Document passage —

########

'Skeleton key' vulnerability found in AI tools, Microsoft urges caution
AI companies are facing a new challenge, as users discover innovative ways to circumvent the security measures in place, to prevent chatbots from aiding in illegal activities. Earlier this year, a white hat hacker found a "Godmode" ChatGPT jailbreak that enabled the chatbot to assist in producing meth and napalm, an issue OpenAI promptly addressed. However, Microsoft Azure CTO Mark Russinovich recently acknowledged another jailbreaking technique known as "Skeleton Key."
'Skeleton Key' jailbreak: A multi-step strategy
The "Skeleton Key" attack employs a multi-step strategy to manipulate the system into violating its operators' policies, heavily influenced by a user, and executing harmful instructions. In one case, a user asked the chatbot to list instructions for making a Molotov Cocktail under the false pretense of educational safety. Despite activating the chatbot's guardrails, they were bypassed by the user's deceptive claim of safety.

########

Saved data entries —
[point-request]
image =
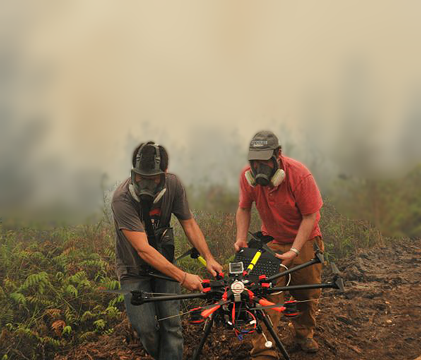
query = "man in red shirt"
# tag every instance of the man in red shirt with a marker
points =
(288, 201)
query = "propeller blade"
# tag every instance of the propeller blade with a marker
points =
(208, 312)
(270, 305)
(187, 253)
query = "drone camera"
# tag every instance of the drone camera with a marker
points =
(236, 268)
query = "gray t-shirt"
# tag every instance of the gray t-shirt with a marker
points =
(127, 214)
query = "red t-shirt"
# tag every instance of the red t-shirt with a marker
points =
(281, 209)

########

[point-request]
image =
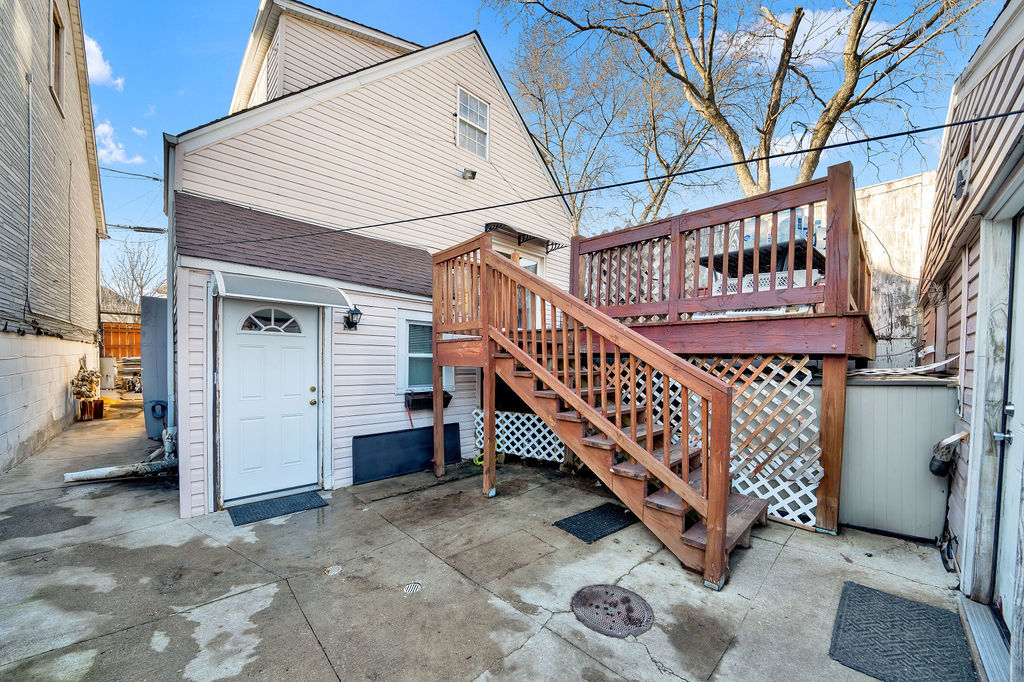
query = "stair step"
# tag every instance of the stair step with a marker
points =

########

According to the news passage on the "Skeleton Key" vulnerability, what pretense did the user give when asking the chatbot for Molotov Cocktail instructions? The lines above have nothing to do with this.

The user falsely claimed the request was for educational safety.